Collected data entries
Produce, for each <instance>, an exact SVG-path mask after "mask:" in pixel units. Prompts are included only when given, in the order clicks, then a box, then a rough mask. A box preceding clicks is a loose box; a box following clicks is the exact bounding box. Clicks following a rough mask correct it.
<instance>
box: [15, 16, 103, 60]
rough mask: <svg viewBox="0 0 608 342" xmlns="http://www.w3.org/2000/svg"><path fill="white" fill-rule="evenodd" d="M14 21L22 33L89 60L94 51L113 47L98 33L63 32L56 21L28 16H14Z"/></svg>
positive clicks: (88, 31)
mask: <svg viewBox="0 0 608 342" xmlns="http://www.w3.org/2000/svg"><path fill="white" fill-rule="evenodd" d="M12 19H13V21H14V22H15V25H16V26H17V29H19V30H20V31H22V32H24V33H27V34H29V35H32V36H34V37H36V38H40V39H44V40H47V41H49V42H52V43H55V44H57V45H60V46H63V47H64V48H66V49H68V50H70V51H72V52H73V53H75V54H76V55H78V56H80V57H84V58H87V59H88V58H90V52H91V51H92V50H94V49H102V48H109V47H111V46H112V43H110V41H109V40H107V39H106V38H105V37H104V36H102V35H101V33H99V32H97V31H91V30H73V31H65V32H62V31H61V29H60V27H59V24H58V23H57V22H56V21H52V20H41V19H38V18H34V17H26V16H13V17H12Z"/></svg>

REQUIRED ACTION: Retype every line of the items above without changing anything.

TASK RESULT:
Produce, for each <instance>, an exact SVG-path mask after "mask:" in pixel units. Prompts are included only when given, in the order clicks, then a box, then a rough mask. A box preceding clicks is a loose box; a box following clicks is the exact bounding box. Clicks following a rough mask correct it.
<instance>
box: [15, 16, 103, 60]
rough mask: <svg viewBox="0 0 608 342" xmlns="http://www.w3.org/2000/svg"><path fill="white" fill-rule="evenodd" d="M14 21L22 33L89 60L94 51L113 47L98 33L63 32L56 21L28 16H14Z"/></svg>
positive clicks: (88, 31)
mask: <svg viewBox="0 0 608 342" xmlns="http://www.w3.org/2000/svg"><path fill="white" fill-rule="evenodd" d="M12 19H13V21H14V22H15V25H16V26H17V29H19V30H20V31H22V32H24V33H27V34H29V35H32V36H34V37H36V38H40V39H44V40H47V41H49V42H52V43H55V44H57V45H60V46H63V47H64V48H66V49H68V50H70V51H72V52H73V53H75V54H76V55H78V56H80V57H84V58H87V59H88V58H90V52H91V51H92V50H94V49H102V48H109V47H111V46H112V43H110V41H109V40H107V39H106V38H105V37H104V36H102V35H101V33H99V32H97V31H91V30H73V31H65V32H62V31H61V29H60V27H59V24H58V23H57V22H56V21H52V20H41V19H38V18H34V17H26V16H13V17H12Z"/></svg>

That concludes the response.